-------- 提供テキスト --------

70年前、日本のいちばん長い日に日本の将来を憂い、かつ、戦後の日本のために命をかけて動いた人々がいた。そして、丁度70年後の8/14から15日にかけて、私はスクリーンを通し、それら人々の動きを食い入るように見ていた。

「阿南さんのお気持ちは最初からわかっていました。それもこれも、みんな国を思う情熱から出てきたことです。しかし阿南さん、私はこの国と皇室の未来に対し、それほどの悲観はしておりません。わが国は復興し、皇室はきっと護持されます。陛下は常に神をお祭りしていますからね。日本はかならず再建に成功します」

これは、原作から抜粋した鈴木首相の台詞である。手元に原作がなく、Webソースからコピーしたが、本作ではこの台詞やそれに対する阿南陸相の返答はほぼ同じ内容で再現されていた。70年前、日本の復興を信じた人々の思いを噛みしめるように、再建成った日本の安全な映画館で本作を見られる幸せを実感した。

本作は、戦後70年を掛けて成し遂げた日本映画の最高峰といえるのではないか。俳優陣の演技は圧巻だし、美術や時代考証、衣装など文句のつけようもない。本作のパンフレットには、ロケ地や衣装、美術、音楽、時代考証などの解説が載っている。そこから読み取れるのは、監督やスタッフの凄まじい熱意である。熱意と、モデルになった人々に対する敬意あってこその本作と云える。

本木雅弘さん演ずる昭和天皇は、その容姿や所作など今まで様々な俳優によって演じられた昭和天皇の中でも、後世の基準となるかもしれない素晴らしさである。今まで昭和天皇が日本人監督によってこれほど真正面から撮られたことは無かったのではなかろうか。そこには畏れ多さもあったことだろう。しかしもう70年である。昭和天皇が崩御されてからもすでに四半世紀以上の時が過ぎた。これからは歴史上の人物として取り上げられていってよいと思う。
本作で本木さん演ずる昭和天皇は、超越したような孤高の雰囲気が劇中一貫して保たれていた。また、昭和天皇が戦前、統帥権と立憲君主としての立場の狭間にあって、意思表示すらも自制していたことはよく言われる。意思表示をぎりぎりまで抑えながらも毅然とした決断を述べる部分など、当時の昭和天皇が抱える制約や苦悩を良く演じ切っていたと思う。鈴木総理との以心伝心で終戦の聖断を下したシーンなど、当時の実際を垣間見ているようにすら思える。実は私はもっくんの演技を観るのは、ドラマも含めて初めてなのだが、素晴らしい俳優であると思った。

--------

> _課題内容_:
**a)** 上の映画評から、「本木雅弘さん演ずる昭和天皇は」を含む語句で始まり「晴らしい俳優であると思った。」で終わる部分を、そのまま出力せよ。
**b)** 上の映画評で、筆者は鈴木首相の台詞を何からコピーしたと書いているか。

-------- データ一覧 --------

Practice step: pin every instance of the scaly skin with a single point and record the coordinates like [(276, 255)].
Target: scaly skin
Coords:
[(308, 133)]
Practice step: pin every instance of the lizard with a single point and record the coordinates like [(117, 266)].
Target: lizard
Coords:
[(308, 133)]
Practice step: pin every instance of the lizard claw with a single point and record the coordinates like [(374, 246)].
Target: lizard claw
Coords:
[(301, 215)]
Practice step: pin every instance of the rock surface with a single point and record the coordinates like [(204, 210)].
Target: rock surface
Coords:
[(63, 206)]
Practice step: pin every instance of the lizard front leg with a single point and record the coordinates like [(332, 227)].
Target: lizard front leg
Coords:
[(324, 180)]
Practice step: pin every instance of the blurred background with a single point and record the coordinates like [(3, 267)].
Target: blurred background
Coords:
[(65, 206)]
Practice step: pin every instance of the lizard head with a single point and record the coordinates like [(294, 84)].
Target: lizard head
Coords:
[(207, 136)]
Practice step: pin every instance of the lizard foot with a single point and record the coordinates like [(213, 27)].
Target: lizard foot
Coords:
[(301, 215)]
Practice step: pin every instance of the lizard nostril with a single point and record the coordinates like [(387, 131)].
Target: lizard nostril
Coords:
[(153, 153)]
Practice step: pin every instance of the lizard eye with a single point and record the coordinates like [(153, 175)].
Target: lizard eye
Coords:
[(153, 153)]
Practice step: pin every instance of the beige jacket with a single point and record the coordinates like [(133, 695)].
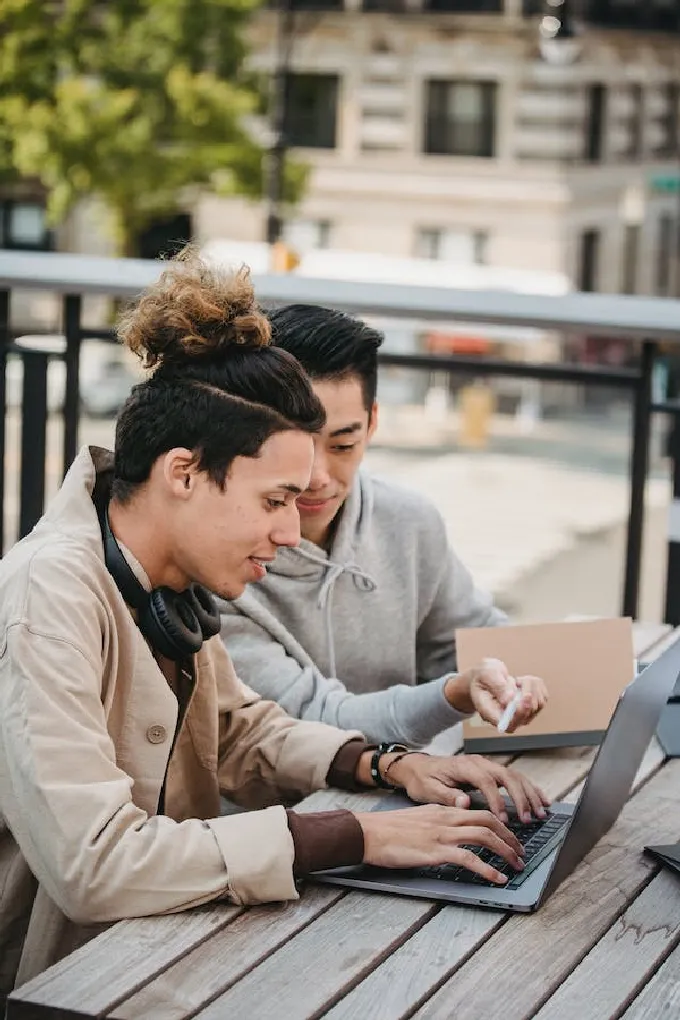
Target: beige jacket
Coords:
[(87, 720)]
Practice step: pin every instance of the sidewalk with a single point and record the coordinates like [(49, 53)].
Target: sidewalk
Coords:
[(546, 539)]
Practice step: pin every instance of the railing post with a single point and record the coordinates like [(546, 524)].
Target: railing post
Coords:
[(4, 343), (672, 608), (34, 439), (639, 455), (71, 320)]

--------

> _課題の回答_:
**a)**
本木雅弘さん演ずる昭和天皇は、その容姿や所作など今まで様々な俳優によって演じられた昭和天皇の中でも、後世の基準となるかもしれない素晴らしさである。今まで昭和天皇が日本人監督によってこれほど真正面から撮られたことは無かったのではなかろうか。そこには畏れ多さもあったことだろう。しかしもう70年である。昭和天皇が崩御されてからもすでに四半世紀以上の時が過ぎた。これからは歴史上の人物として取り上げられていってよいと思う。
本作で本木さん演ずる昭和天皇は、超越したような孤高の雰囲気が劇中一貫して保たれていた。また、昭和天皇が戦前、統帥権と立憲君主としての立場の狭間にあって、意思表示すらも自制していたことはよく言われる。意思表示をぎりぎりまで抑えながらも毅然とした決断を述べる部分など、当時の昭和天皇が抱える制約や苦悩を良く演じ切っていたと思う。鈴木総理との以心伝心で終戦の聖断を下したシーンなど、当時の実際を垣間見ているようにすら思える。実は私はもっくんの演技を観るのは、ドラマも含めて初めてなのだが、素晴らしい俳優であると思った。

**b)** Webソースからコピーした。